/---
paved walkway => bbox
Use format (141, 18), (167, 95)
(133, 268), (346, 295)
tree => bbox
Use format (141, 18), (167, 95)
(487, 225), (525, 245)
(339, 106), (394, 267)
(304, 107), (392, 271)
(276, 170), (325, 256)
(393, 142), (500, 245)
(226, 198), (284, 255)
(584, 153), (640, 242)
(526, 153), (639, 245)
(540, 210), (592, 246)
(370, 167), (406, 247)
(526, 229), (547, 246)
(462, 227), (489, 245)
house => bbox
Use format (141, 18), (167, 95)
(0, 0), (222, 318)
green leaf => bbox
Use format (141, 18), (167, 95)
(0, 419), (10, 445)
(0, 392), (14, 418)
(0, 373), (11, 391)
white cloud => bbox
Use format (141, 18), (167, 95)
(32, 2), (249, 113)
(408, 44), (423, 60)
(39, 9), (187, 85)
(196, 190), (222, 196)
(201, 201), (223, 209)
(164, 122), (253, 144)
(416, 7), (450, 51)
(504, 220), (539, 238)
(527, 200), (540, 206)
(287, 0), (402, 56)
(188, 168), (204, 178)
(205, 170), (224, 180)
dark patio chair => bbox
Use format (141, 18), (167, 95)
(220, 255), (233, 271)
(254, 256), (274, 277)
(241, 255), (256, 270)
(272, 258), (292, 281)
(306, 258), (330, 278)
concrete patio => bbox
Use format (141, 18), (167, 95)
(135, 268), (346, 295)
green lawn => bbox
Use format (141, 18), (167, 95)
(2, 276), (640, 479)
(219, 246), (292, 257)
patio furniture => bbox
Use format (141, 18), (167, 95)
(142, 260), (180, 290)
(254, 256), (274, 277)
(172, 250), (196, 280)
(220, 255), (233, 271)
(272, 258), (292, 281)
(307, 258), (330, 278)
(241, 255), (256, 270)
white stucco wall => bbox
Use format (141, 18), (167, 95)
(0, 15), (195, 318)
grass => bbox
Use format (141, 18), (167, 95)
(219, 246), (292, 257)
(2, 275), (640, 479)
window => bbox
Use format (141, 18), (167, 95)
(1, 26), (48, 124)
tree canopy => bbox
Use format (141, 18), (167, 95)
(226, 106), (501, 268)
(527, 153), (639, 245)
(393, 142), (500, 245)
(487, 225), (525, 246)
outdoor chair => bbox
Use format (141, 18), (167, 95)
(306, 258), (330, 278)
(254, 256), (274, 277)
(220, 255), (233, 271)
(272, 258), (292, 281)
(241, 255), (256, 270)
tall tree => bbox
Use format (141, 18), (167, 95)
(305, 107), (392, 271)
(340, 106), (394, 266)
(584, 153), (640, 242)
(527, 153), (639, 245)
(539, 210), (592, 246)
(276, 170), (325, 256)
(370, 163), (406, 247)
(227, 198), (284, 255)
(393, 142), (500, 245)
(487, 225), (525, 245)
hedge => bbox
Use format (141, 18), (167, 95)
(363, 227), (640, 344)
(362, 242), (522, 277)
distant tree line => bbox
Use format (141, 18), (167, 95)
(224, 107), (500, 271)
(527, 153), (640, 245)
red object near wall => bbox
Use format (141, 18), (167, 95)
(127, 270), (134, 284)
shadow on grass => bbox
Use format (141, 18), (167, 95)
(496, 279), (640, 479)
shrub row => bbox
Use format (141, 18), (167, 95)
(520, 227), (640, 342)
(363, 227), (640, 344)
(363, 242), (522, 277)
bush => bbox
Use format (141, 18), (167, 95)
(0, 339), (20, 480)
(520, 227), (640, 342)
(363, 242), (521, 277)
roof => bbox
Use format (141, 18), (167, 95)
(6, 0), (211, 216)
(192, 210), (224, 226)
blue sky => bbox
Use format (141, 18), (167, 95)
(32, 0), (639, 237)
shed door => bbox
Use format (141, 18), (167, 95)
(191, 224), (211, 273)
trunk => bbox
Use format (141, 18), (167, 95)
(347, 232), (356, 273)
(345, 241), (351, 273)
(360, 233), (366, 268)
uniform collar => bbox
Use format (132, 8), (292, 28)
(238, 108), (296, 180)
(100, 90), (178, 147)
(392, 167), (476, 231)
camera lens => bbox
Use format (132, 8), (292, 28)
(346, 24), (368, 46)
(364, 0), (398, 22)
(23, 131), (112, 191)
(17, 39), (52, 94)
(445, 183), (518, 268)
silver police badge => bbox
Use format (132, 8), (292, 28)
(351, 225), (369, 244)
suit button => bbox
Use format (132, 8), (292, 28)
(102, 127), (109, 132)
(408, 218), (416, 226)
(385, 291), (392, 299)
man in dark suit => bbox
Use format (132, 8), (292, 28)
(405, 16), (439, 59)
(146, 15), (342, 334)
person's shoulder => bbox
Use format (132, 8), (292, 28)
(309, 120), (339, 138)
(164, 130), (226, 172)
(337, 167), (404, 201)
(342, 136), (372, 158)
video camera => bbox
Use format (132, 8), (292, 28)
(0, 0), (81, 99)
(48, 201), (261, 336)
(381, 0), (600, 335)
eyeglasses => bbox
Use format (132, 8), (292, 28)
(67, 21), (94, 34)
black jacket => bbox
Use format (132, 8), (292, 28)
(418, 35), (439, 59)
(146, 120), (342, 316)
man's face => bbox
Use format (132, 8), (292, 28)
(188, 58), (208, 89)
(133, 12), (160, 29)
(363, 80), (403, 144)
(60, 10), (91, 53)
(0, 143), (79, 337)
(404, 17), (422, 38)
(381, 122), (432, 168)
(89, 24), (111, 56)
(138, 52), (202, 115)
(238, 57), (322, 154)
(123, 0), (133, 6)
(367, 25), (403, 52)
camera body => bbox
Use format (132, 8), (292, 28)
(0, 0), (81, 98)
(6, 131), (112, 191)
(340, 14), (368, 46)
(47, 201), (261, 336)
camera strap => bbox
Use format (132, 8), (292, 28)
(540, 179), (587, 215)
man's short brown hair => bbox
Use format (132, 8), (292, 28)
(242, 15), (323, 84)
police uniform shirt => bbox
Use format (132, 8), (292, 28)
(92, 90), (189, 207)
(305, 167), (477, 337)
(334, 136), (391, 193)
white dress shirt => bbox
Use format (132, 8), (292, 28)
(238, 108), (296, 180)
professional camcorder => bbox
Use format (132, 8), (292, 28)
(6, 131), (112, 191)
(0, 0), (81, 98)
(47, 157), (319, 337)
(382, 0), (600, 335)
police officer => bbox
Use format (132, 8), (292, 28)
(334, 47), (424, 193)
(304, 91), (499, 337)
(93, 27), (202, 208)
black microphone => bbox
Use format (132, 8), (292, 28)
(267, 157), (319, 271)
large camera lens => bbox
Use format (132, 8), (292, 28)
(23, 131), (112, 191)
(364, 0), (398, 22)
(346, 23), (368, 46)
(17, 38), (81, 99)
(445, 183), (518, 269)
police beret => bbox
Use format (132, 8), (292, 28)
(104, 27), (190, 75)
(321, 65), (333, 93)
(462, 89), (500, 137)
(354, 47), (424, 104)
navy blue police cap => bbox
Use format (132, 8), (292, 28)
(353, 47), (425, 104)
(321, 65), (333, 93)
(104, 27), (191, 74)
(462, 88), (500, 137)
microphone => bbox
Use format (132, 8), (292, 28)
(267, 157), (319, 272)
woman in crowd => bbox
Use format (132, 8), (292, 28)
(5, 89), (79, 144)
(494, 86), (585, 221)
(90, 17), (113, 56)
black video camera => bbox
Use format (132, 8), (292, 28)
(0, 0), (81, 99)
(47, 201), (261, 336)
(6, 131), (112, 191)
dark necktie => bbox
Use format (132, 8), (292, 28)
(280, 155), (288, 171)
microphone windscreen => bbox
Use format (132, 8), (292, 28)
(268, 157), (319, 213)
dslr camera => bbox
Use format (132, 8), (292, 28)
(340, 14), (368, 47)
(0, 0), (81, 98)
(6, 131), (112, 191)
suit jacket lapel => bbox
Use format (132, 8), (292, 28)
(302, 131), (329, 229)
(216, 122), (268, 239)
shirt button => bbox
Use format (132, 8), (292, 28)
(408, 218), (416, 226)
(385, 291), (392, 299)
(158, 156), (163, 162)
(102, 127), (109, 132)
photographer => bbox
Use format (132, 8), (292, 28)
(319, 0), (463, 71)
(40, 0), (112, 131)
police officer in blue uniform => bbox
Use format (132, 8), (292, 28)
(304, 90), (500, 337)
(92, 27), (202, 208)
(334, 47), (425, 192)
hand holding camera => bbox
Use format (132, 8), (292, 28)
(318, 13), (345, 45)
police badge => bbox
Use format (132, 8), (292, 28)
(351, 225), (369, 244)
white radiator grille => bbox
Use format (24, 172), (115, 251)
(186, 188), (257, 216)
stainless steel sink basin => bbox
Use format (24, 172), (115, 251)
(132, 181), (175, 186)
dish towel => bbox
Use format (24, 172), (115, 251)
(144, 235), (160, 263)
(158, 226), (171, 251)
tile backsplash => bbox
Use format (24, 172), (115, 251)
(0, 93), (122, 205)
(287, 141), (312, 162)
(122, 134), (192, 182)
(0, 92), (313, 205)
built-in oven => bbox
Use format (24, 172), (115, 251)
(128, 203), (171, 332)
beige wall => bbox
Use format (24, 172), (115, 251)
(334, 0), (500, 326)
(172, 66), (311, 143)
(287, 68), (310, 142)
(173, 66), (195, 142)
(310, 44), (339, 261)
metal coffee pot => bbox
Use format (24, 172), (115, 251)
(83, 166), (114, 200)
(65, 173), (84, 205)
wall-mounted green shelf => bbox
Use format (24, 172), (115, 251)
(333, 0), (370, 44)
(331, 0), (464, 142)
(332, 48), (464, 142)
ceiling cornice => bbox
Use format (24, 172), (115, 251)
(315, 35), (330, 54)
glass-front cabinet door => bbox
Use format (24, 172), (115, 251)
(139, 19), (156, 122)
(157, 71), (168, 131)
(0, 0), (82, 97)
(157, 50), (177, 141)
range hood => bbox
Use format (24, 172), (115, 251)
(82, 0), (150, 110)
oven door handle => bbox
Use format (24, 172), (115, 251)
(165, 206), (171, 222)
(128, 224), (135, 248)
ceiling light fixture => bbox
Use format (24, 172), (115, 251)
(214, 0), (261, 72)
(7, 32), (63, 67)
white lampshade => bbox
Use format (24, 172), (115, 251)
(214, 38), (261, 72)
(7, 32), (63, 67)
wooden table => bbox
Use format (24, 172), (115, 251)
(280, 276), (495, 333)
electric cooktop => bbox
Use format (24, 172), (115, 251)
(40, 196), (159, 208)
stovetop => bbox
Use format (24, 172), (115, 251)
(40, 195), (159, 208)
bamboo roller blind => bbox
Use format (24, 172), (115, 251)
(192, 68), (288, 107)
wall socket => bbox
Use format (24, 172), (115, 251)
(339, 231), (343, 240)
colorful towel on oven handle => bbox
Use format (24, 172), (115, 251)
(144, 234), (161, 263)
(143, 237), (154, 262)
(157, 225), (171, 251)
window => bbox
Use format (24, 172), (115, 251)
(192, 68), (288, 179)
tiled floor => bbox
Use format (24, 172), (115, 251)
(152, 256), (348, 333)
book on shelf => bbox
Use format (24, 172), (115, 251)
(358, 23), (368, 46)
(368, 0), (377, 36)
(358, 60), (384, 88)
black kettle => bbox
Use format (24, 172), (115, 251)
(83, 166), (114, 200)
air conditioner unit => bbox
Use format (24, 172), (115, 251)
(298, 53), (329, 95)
\---
**WHAT THE TASK REQUIRES**
Please return, exactly as written, the line containing "wall-mounted green shelf => bbox" and every line after it through the end of the records above, and nothing else.

**OUTPUT FOR THIS TASK**
wall-mounted green shelf => bbox
Use format (24, 172), (115, 251)
(333, 0), (370, 44)
(331, 0), (464, 142)
(332, 48), (464, 142)
ceiling cornice => bbox
Use format (24, 172), (115, 251)
(315, 35), (330, 54)
glass-front cabinet door => bbox
Use format (24, 172), (115, 251)
(139, 19), (156, 122)
(157, 71), (168, 131)
(0, 0), (82, 97)
(157, 50), (177, 141)
range hood => bbox
Use format (24, 172), (115, 251)
(82, 0), (150, 110)
oven door handle => bbox
Use format (24, 172), (115, 251)
(165, 206), (171, 222)
(128, 224), (135, 248)
ceiling light fixture => bbox
Use format (24, 172), (115, 251)
(214, 0), (261, 72)
(7, 32), (63, 67)
white lampshade => bbox
Use format (24, 172), (115, 251)
(214, 38), (261, 72)
(7, 32), (63, 67)
wooden table => bbox
Use format (24, 172), (115, 251)
(280, 276), (495, 333)
electric cooktop => bbox
Use format (24, 172), (115, 251)
(40, 196), (159, 208)
stovetop => bbox
Use format (24, 172), (115, 251)
(40, 195), (159, 208)
bamboo roller blind => bbox
Use format (24, 172), (115, 251)
(192, 68), (288, 107)
wall socket => bbox
Use format (24, 172), (115, 251)
(339, 231), (343, 240)
colorful towel on oven handle => bbox
Use format (24, 172), (115, 251)
(144, 234), (161, 263)
(143, 237), (154, 262)
(157, 225), (171, 251)
window => bbox
Use format (24, 172), (115, 251)
(192, 68), (288, 179)
tiled floor => bbox
Use format (24, 172), (115, 251)
(152, 256), (348, 333)
book on shelf => bbox
Use format (24, 172), (115, 251)
(358, 23), (368, 46)
(368, 0), (377, 36)
(358, 60), (384, 88)
black kettle => bbox
Use format (24, 172), (115, 251)
(83, 166), (114, 200)
air conditioner unit => bbox
Use format (24, 172), (115, 251)
(298, 53), (329, 95)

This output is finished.